→ **What you have to do**
Could you print all the entries below exactly as they appear, omitting the pictures?

* * * * * * * * *

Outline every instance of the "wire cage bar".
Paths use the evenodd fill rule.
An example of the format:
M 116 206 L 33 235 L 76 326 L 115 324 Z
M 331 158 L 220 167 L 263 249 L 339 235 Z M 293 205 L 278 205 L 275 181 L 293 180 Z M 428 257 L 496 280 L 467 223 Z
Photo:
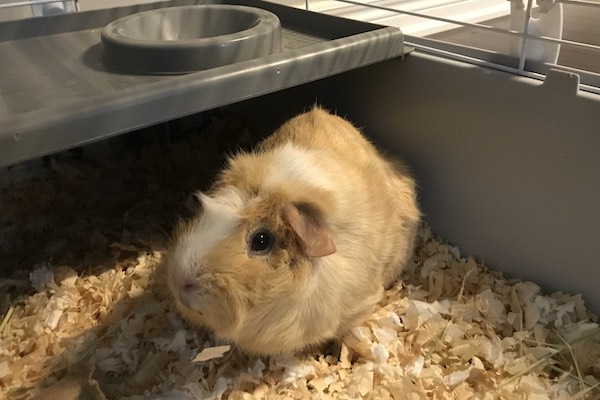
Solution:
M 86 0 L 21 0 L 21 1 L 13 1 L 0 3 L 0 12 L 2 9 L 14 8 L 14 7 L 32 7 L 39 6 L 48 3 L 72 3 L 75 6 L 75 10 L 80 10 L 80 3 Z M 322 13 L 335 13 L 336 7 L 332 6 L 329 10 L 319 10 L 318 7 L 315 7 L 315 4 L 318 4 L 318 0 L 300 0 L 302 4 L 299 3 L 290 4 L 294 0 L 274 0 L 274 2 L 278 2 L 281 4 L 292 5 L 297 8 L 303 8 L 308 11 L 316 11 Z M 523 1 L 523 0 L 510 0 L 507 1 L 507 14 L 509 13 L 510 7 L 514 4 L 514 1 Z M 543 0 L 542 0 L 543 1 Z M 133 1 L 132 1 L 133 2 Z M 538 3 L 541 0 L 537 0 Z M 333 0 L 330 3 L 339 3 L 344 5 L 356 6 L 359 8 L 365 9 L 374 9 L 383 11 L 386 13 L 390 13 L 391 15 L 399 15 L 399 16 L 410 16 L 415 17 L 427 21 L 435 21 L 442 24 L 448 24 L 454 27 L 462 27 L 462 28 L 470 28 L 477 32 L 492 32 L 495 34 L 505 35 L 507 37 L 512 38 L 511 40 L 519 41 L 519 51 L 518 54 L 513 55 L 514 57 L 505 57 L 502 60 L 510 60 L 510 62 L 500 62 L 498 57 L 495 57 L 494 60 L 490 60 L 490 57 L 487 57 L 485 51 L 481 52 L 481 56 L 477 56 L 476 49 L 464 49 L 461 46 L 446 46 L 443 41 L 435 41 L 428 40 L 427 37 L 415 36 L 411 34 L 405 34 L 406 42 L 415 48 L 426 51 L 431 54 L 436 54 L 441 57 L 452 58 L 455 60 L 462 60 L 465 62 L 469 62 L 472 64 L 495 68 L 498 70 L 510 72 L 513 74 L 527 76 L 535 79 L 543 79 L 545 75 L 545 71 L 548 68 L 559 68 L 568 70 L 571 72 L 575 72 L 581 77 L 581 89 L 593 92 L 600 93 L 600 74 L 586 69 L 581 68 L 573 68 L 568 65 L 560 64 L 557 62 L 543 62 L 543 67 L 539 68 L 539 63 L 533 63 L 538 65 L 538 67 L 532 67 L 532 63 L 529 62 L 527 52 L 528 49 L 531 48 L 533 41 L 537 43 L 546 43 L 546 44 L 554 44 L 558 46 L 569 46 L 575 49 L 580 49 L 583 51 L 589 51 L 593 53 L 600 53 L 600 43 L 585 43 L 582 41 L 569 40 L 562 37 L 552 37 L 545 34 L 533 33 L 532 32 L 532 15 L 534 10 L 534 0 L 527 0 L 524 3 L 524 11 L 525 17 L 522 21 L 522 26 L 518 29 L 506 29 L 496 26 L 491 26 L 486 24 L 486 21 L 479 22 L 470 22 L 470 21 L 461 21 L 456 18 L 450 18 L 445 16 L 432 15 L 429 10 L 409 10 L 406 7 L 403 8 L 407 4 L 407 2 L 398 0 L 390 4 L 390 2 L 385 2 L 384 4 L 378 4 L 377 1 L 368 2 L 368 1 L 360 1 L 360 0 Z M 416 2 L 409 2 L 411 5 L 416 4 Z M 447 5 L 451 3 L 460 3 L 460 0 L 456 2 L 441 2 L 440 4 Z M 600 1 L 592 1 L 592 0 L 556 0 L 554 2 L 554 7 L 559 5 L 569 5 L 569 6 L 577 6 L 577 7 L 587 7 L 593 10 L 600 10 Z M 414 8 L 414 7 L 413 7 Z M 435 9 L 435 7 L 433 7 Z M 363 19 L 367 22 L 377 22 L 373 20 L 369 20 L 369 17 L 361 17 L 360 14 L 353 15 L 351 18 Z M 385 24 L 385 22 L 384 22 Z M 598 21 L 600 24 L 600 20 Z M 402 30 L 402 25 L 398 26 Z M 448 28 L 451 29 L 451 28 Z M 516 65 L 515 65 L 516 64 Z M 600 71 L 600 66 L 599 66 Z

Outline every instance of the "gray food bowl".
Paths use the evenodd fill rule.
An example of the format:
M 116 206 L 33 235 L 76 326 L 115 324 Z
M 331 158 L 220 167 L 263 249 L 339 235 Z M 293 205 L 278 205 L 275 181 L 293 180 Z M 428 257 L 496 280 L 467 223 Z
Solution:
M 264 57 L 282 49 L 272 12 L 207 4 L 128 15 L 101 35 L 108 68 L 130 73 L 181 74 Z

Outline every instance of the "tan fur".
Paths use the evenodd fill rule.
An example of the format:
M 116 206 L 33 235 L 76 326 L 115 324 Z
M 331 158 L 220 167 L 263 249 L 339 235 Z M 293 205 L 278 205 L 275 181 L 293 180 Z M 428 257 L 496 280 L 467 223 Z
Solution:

* * * * * * * * *

→ **Answer for this exercise**
Outline every instance of the "wire cage bar".
Paths use the evenodd fill rule.
An example of the format:
M 116 206 L 33 235 L 76 326 L 115 324 Z
M 331 158 L 220 167 L 263 249 L 339 235 Z M 293 205 L 278 205 L 275 181 L 293 180 Z M 428 257 L 496 280 L 467 223 Z
Photo:
Solution:
M 86 0 L 21 0 L 21 1 L 13 1 L 0 3 L 0 12 L 2 9 L 14 8 L 14 7 L 32 7 L 39 6 L 48 3 L 72 3 L 75 6 L 75 10 L 80 10 L 80 3 Z M 322 13 L 335 13 L 336 7 L 332 6 L 329 10 L 319 10 L 318 7 L 315 7 L 315 4 L 318 4 L 318 0 L 300 0 L 302 4 L 299 3 L 290 4 L 294 0 L 274 0 L 274 2 L 278 2 L 281 4 L 292 5 L 297 8 L 303 8 L 308 11 L 316 11 Z M 523 1 L 523 0 L 510 0 L 507 1 L 507 14 L 509 13 L 510 7 L 514 4 L 514 1 Z M 543 0 L 542 0 L 543 1 Z M 133 1 L 132 1 L 133 2 Z M 538 3 L 541 0 L 537 0 Z M 333 0 L 330 3 L 339 3 L 344 5 L 356 6 L 359 8 L 365 9 L 374 9 L 383 11 L 386 13 L 390 13 L 391 15 L 399 15 L 399 16 L 410 16 L 415 17 L 427 21 L 435 21 L 442 24 L 448 24 L 454 27 L 462 27 L 462 28 L 470 28 L 477 32 L 492 32 L 495 34 L 505 35 L 507 37 L 512 38 L 511 40 L 519 41 L 519 51 L 518 54 L 513 55 L 514 57 L 505 57 L 502 60 L 510 60 L 510 62 L 500 62 L 498 57 L 495 57 L 494 60 L 490 60 L 490 57 L 487 57 L 485 51 L 481 52 L 481 56 L 477 56 L 476 49 L 464 49 L 461 46 L 446 46 L 443 41 L 435 41 L 428 40 L 427 37 L 415 36 L 411 34 L 405 34 L 406 42 L 415 48 L 426 51 L 431 54 L 436 54 L 441 57 L 452 58 L 455 60 L 462 60 L 465 62 L 469 62 L 472 64 L 495 68 L 498 70 L 510 72 L 513 74 L 527 76 L 535 79 L 543 79 L 545 75 L 545 71 L 548 68 L 559 68 L 568 70 L 571 72 L 575 72 L 581 77 L 581 89 L 593 92 L 600 93 L 600 74 L 586 69 L 581 68 L 573 68 L 568 65 L 560 64 L 557 62 L 543 62 L 543 67 L 539 68 L 539 63 L 533 63 L 538 65 L 538 67 L 532 67 L 532 63 L 529 62 L 527 52 L 528 49 L 531 48 L 533 41 L 537 43 L 546 43 L 546 44 L 554 44 L 558 46 L 569 46 L 575 49 L 580 49 L 583 51 L 589 51 L 593 53 L 600 53 L 600 43 L 585 43 L 582 41 L 569 40 L 562 37 L 552 37 L 545 34 L 533 33 L 532 32 L 532 15 L 534 10 L 534 0 L 527 0 L 524 3 L 524 11 L 525 17 L 522 21 L 522 26 L 518 29 L 506 29 L 496 26 L 491 26 L 486 24 L 486 21 L 479 22 L 470 22 L 470 21 L 461 21 L 456 18 L 450 18 L 445 16 L 432 15 L 429 10 L 409 10 L 406 7 L 403 8 L 407 4 L 407 2 L 398 0 L 390 4 L 390 2 L 385 2 L 384 4 L 378 4 L 377 1 L 368 2 L 368 1 L 360 1 L 360 0 Z M 416 2 L 409 2 L 411 5 L 416 4 Z M 447 5 L 451 3 L 460 3 L 460 0 L 456 2 L 441 2 L 440 4 Z M 600 1 L 592 1 L 592 0 L 556 0 L 554 2 L 554 7 L 559 5 L 569 5 L 569 6 L 577 6 L 577 7 L 587 7 L 593 10 L 600 10 Z M 414 8 L 414 7 L 413 7 Z M 435 9 L 435 7 L 433 7 Z M 363 19 L 367 22 L 377 22 L 373 20 L 369 20 L 369 17 L 361 17 L 360 14 L 353 15 L 351 18 Z M 385 24 L 385 22 L 384 22 Z M 598 21 L 600 24 L 600 20 Z M 402 30 L 402 25 L 398 26 Z M 448 28 L 451 29 L 451 28 Z M 516 65 L 515 65 L 516 64 Z M 600 71 L 600 66 L 599 66 Z

Outline every instance of the "gray food bowl".
Paths use the evenodd fill rule.
An example of the format:
M 116 206 L 33 235 L 76 326 L 115 324 Z
M 331 158 L 220 167 L 263 249 L 339 235 Z M 293 205 L 278 205 L 275 181 L 293 180 Z M 428 257 L 496 280 L 467 223 Z
Solution:
M 264 57 L 282 49 L 272 12 L 207 4 L 128 15 L 101 35 L 108 68 L 130 73 L 181 74 Z

Outline every instance of the "tan fur".
Paths use the evenodd fill rule.
An example of the format:
M 116 206 L 33 235 L 76 326 L 115 324 Z
M 331 158 L 220 167 L 263 249 L 339 235 Z M 293 205 L 278 205 L 275 181 L 293 180 Z M 428 257 L 496 280 L 467 223 Z
Solution:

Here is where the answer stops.